Stored items from a collection:
▽
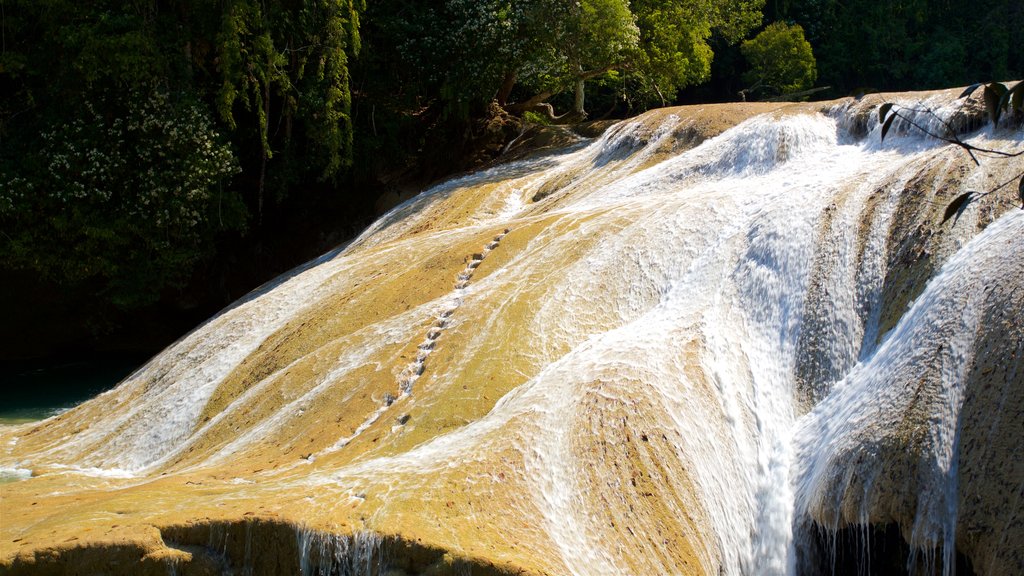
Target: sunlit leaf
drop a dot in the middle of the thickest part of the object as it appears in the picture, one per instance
(1017, 97)
(888, 124)
(956, 206)
(884, 111)
(969, 90)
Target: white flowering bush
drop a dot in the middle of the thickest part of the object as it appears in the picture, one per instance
(124, 196)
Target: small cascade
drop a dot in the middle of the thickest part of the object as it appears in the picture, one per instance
(332, 554)
(728, 340)
(415, 369)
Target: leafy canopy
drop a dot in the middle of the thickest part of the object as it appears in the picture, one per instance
(780, 59)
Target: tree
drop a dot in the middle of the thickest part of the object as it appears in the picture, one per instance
(136, 132)
(781, 60)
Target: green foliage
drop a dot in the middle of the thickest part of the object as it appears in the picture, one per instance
(780, 58)
(909, 44)
(125, 199)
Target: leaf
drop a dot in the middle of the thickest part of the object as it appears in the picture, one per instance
(993, 95)
(956, 206)
(969, 90)
(884, 111)
(888, 124)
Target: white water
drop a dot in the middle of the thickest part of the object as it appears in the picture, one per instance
(728, 245)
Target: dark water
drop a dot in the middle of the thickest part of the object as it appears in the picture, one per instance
△
Reproduce the data word for word, excluding its pictures.

Written answer:
Target: sunlit leaf
drop a dot in the middle of the thickest part of the object as it appears in the picture, one per instance
(1017, 97)
(888, 124)
(956, 206)
(884, 111)
(969, 90)
Target: white flowering bush
drop a dot in the middle of the thickest part of the object as it appears in the picture, one per instance
(124, 196)
Target: small cascade
drop a dot in the middle of the thickest part of the object as it appears in the picture, one per instance
(332, 554)
(728, 340)
(415, 369)
Target: leafy canopy
drop a dot in the middle of the thickest part of the object as it appears in the picture, one per instance
(780, 59)
Target: tree
drop a dot in the middle of the thickest part of the object as it appears in the picture, one per instance
(136, 132)
(781, 60)
Target: green foliage
drop a dot in the middle of the thickest part of the object as it appears in the picture, one per instance
(780, 58)
(909, 44)
(125, 199)
Target: leaf
drop a dot in the middle of the thickest part of the object as it appears in the picture, one per instance
(993, 95)
(956, 206)
(969, 90)
(884, 111)
(888, 124)
Target: white water
drop a dot in the middle of the thickest part of the object as it appears in the picture, one per instance
(728, 245)
Target: dark water
drop a dot in the middle of the thickest part of the object as it appears in the picture, one per instance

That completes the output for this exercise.